**Data in this exercise**

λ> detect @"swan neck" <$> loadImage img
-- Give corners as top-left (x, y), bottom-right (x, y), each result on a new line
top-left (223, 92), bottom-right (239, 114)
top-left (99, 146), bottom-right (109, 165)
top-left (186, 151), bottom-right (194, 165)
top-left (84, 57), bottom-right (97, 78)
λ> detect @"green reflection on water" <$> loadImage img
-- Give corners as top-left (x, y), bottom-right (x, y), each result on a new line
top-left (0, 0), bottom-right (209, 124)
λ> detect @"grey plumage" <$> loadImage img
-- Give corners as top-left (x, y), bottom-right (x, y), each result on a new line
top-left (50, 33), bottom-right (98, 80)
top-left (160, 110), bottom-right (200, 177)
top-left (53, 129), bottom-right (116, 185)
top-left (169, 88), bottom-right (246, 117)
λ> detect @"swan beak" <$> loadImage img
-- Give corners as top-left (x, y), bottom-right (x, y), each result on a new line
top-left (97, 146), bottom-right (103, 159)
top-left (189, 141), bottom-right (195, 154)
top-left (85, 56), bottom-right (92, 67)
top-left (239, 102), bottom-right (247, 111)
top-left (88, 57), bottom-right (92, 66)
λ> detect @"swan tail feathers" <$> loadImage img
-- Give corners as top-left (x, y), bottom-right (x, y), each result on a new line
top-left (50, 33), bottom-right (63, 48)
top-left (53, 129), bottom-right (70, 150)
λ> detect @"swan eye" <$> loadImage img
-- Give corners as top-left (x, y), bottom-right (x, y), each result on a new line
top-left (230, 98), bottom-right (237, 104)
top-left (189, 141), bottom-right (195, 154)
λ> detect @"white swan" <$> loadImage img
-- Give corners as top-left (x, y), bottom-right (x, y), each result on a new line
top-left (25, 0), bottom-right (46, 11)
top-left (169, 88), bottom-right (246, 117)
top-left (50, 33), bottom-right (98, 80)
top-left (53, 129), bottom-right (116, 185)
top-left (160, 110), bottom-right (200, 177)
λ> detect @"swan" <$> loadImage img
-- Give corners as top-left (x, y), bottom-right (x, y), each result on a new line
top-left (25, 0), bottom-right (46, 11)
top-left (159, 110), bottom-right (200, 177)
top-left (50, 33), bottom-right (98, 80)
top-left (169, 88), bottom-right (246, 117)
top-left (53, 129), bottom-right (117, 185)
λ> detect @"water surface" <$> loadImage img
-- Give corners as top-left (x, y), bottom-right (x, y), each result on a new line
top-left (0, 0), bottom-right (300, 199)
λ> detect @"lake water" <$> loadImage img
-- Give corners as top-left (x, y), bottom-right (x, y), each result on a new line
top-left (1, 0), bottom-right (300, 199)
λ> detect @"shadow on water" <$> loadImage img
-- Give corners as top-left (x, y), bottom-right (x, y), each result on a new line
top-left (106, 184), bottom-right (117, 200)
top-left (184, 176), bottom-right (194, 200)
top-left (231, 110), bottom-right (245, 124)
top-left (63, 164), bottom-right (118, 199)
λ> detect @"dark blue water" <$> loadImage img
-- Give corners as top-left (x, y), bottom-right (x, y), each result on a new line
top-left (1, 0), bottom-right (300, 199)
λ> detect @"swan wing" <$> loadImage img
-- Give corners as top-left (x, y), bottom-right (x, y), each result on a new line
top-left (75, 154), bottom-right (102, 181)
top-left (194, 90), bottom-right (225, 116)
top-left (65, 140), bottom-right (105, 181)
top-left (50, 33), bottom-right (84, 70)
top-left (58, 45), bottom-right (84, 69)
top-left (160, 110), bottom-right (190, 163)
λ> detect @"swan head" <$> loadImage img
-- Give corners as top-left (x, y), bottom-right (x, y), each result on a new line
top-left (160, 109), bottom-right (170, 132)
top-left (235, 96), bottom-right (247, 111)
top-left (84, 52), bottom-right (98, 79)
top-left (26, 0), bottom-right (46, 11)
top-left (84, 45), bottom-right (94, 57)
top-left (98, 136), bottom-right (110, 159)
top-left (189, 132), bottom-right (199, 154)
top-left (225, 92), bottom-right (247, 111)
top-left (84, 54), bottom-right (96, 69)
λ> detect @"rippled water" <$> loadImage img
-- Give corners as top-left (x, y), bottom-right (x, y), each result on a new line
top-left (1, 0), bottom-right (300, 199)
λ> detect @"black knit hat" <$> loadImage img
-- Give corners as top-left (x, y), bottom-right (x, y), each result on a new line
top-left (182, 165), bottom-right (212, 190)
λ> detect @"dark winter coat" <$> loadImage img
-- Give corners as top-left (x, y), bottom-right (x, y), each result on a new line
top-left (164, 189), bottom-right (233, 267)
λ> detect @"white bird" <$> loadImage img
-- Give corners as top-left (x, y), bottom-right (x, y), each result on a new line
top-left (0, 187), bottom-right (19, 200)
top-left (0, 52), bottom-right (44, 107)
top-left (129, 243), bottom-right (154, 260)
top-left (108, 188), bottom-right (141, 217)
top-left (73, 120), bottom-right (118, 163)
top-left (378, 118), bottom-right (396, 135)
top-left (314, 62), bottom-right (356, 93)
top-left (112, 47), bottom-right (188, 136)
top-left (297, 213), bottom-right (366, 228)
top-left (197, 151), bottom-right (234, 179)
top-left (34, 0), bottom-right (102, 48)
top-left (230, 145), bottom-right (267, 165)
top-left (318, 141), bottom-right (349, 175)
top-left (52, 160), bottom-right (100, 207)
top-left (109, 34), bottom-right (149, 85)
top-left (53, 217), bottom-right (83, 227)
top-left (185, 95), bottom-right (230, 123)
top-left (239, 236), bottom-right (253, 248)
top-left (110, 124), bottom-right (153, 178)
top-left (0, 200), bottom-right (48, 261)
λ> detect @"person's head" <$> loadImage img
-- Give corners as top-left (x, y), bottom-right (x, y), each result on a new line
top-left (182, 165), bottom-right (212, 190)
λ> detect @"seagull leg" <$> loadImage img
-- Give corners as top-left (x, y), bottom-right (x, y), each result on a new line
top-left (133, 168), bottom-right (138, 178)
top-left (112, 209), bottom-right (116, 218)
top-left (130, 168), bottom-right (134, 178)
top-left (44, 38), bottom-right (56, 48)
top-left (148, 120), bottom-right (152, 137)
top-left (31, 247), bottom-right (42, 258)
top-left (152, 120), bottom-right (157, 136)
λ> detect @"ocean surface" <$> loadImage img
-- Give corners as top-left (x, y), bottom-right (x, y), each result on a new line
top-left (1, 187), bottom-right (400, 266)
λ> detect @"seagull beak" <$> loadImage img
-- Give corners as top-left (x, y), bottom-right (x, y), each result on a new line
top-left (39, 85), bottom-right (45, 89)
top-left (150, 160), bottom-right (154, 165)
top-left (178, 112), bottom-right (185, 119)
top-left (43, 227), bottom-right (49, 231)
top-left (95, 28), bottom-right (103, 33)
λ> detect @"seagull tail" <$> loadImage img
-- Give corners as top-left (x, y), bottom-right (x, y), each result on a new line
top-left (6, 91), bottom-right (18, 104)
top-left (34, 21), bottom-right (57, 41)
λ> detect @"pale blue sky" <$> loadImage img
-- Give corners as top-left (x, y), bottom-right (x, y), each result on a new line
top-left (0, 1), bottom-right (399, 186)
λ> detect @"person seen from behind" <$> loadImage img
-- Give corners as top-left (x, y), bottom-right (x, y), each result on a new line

**Assigned task**
Go through the lines above. Select every one that has the string "beak".

**Written solution**
λ> detect @"swan beak" <$> loadImage img
λ> detect @"seagull beak" <$> loadImage img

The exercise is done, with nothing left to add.